Stated problem 1: From the listing below, keep only the lines that contain the string "background", matching case exactly.

-- Start Document --

Income's a hard fix and doesn't let you blame a bogeyman; the other options all involve "blaming the victim." The default hypothesis was set as "access to grocery stores" not because it was necessarily the most likely; it was settled upon because it made for good PR and absolved the victims.
Personally, I've found that when I've been a victim I've had a lot to do with my own victimization--putting myself in situations where I know it'll be a hard slog and then, in that situation, did little to nothing to make life better or easier; or I made a series of choices that over 20 or 30 years led to some bad outcomes, some passive choices and some active.
So grocery store access isn't the culprit.
The next "absolve the victim" option is "low income." Except that a lot of low-income people have sufficient income to have a better diet. It's not like there's a gap between "middle income" and "poor as dirt", there's a nice continuum with many people in the low-income bracket making the choice to buy a better phone than more veggies or unprocessed food. So we have to say that either working class folk are too tired to prepare food or they are uniformly too poor. That's a crock. It's true for the poorest layer of the poor, but after that it becomes a choice.

-- End Document --

Stated problem 2:
Answer these questions from the text on diet and income:
(a) Why was "access to grocery stores" settled upon as the default hypothesis?
(b) What do many people in the low-income bracket choose to buy instead of more veggies or unprocessed food?
(c) For which group does the text grant that the claim about being too poor is true?

-- Start Material for this exercise --

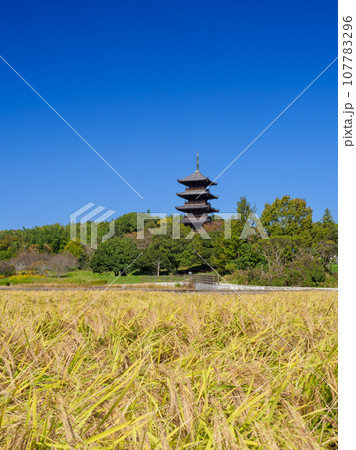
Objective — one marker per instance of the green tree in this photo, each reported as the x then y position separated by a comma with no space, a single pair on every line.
74,247
287,217
115,255
154,260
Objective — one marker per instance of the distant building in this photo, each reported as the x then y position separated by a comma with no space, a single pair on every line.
197,208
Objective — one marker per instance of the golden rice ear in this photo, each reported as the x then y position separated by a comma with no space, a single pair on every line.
140,369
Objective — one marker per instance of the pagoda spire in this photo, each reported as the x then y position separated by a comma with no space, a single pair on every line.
196,208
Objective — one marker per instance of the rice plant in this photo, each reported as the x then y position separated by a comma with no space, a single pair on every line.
149,370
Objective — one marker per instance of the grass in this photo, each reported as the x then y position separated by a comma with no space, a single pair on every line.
163,370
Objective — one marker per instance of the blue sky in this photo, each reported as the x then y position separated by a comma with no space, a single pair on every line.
149,83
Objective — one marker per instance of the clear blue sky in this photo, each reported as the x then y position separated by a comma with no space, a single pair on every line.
147,83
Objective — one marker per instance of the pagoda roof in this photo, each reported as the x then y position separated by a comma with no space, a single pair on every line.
196,176
190,207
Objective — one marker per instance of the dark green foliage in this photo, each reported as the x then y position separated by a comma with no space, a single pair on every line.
298,250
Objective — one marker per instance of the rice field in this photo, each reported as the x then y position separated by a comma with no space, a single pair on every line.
149,370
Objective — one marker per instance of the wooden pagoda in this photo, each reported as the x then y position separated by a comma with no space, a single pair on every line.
197,193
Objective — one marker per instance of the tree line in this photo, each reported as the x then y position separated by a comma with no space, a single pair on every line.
298,250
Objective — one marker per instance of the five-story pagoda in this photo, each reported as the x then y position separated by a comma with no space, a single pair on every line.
197,208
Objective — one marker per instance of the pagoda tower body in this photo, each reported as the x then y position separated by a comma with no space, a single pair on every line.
197,195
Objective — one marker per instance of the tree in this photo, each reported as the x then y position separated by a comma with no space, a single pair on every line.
74,247
154,259
115,255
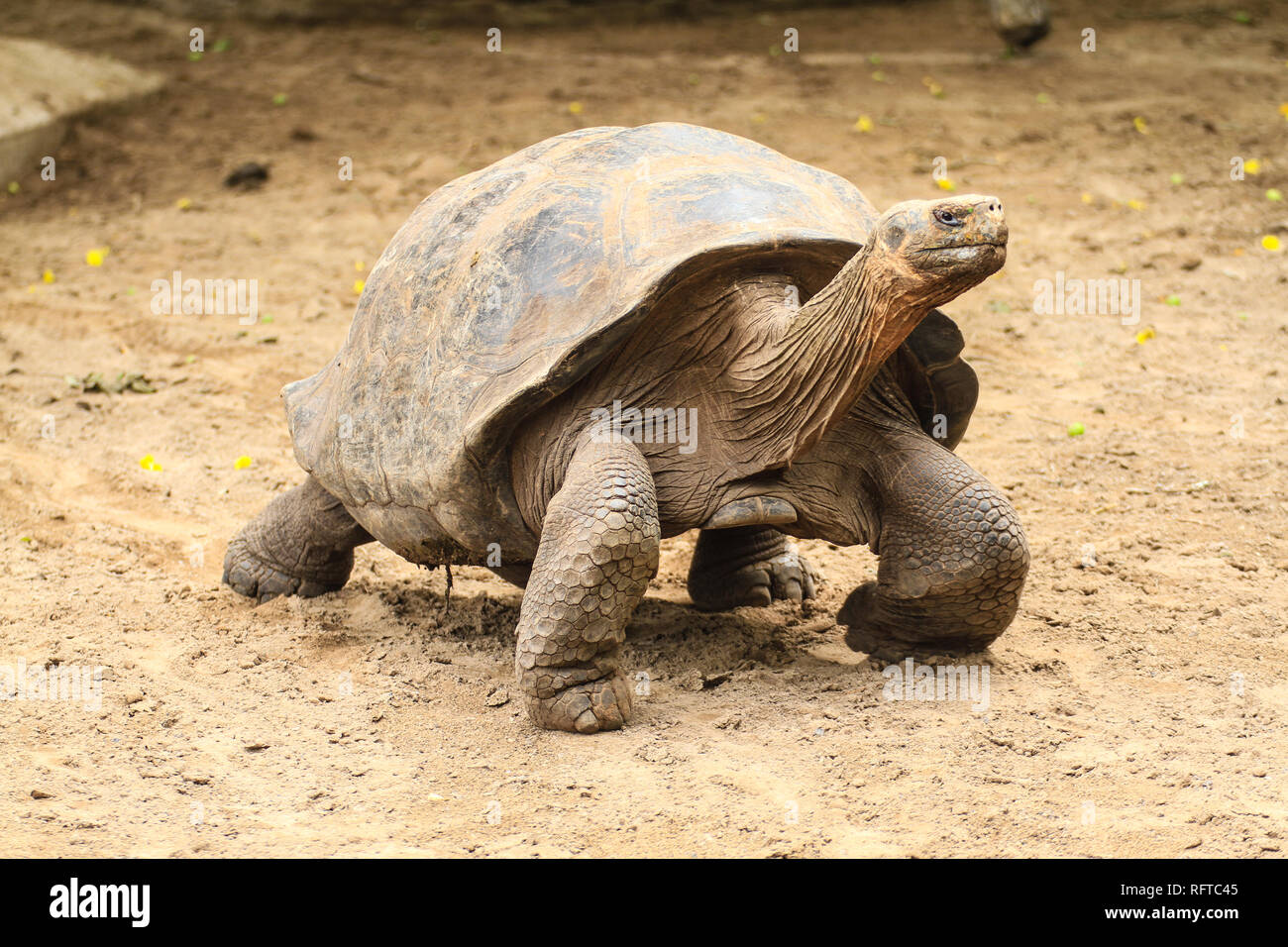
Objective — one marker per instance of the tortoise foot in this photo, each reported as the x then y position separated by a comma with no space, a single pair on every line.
748,566
867,631
300,544
590,707
253,575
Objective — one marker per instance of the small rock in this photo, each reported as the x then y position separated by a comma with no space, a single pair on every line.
249,175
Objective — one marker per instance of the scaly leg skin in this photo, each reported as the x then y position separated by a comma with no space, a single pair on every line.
300,544
952,556
597,552
747,566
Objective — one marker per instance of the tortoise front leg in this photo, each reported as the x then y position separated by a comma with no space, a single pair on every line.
300,544
952,554
597,552
747,566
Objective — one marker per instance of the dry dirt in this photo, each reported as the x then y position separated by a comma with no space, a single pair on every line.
1137,705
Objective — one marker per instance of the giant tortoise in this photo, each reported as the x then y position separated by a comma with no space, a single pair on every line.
621,334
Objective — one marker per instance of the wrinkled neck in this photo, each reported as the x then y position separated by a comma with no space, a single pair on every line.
832,348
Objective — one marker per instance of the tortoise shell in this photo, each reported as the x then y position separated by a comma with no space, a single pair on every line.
510,283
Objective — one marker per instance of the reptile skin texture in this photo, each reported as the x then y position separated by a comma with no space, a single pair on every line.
599,549
747,566
300,544
952,557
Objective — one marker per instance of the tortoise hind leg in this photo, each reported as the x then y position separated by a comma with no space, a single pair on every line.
747,566
300,544
597,552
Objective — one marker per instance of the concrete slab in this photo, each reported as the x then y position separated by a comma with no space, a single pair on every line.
46,88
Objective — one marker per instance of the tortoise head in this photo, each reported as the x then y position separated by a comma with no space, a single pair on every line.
936,250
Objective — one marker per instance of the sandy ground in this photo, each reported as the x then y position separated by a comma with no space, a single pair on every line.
1137,705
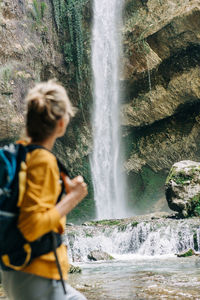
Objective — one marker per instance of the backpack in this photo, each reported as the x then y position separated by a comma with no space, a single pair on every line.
15,251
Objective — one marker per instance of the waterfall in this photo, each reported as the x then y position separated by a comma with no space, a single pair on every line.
106,160
143,239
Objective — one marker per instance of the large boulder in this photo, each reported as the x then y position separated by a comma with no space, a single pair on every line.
183,188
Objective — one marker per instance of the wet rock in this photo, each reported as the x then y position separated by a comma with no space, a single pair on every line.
74,269
99,255
187,253
183,188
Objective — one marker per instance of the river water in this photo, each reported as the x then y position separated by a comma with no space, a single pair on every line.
139,277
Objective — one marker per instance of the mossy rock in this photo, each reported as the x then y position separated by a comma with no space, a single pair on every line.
182,188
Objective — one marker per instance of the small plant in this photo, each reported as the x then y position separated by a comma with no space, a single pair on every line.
38,11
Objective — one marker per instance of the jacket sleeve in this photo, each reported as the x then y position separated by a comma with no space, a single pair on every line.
38,214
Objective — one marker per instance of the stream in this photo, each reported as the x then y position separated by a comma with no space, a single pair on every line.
145,264
139,277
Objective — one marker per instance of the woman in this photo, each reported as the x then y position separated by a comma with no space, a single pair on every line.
48,114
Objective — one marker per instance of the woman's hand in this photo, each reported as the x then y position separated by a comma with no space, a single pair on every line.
76,190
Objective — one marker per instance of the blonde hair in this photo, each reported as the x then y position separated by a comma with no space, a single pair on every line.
47,102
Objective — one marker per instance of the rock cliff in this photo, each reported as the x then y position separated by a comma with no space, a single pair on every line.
160,84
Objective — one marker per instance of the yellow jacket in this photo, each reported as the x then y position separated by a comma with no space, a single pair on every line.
38,214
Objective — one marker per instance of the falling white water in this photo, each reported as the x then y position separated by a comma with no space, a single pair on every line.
106,166
143,240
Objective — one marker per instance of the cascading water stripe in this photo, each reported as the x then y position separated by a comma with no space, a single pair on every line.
106,167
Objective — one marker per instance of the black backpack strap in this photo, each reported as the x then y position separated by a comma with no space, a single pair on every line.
44,244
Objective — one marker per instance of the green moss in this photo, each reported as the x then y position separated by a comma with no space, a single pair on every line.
38,11
196,248
148,190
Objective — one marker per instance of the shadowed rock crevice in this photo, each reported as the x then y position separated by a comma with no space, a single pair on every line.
181,61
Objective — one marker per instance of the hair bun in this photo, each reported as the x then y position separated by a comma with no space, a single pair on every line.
38,101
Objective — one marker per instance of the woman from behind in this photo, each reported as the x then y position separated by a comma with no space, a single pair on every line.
42,209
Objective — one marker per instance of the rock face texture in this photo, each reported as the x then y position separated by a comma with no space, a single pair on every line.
183,188
29,52
161,85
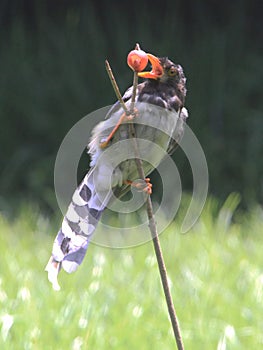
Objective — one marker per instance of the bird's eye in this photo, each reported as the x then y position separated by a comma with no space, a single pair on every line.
172,71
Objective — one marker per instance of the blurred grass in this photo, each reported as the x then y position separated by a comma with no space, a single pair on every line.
115,301
52,74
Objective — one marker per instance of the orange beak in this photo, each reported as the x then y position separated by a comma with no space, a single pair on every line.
157,69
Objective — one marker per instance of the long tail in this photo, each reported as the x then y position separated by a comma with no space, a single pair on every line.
78,225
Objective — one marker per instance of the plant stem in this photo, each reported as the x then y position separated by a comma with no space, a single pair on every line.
149,208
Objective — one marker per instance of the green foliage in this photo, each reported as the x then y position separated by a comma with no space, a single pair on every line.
115,299
52,74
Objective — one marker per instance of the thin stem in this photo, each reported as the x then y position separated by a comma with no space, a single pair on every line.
115,86
149,208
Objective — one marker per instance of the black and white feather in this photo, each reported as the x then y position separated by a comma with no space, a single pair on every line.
161,118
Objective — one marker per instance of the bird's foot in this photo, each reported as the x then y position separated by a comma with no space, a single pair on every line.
141,185
132,114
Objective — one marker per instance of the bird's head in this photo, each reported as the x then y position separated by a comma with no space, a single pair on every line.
165,72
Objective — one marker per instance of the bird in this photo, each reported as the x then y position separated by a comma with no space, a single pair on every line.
160,118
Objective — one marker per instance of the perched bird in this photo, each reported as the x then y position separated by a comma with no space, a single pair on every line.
160,118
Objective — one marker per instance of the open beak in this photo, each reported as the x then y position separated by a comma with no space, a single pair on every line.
157,69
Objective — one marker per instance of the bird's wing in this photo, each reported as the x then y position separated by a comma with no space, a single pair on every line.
178,131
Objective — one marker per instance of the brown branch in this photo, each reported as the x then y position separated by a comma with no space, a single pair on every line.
149,208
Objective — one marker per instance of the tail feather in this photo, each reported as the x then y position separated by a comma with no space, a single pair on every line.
78,225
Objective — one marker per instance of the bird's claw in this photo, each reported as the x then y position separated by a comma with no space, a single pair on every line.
141,185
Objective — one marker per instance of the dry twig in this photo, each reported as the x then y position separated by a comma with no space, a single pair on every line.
152,223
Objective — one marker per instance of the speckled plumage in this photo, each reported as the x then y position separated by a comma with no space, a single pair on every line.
161,114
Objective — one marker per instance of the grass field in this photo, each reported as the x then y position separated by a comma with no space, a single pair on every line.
115,300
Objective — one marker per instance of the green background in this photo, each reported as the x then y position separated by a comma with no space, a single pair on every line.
52,74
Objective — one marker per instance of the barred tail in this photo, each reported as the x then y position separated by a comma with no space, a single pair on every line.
78,225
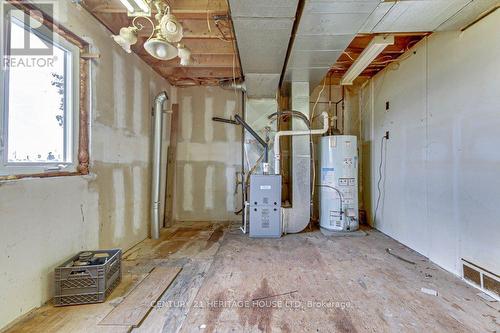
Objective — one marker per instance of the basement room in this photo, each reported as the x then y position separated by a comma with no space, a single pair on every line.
249,166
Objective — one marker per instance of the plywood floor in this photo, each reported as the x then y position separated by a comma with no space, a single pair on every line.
299,283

-- End Material for this exercise --

Correct response 1:
Objective — one marker per instance of the green background in this photo, each reported as the x then y position separated by a comma with no space, a single pair on every line.

Correct response 2:
(a) Because it made for good PR and absolved the victims.
(b) A better phone.
(c) The poorest layer of the poor.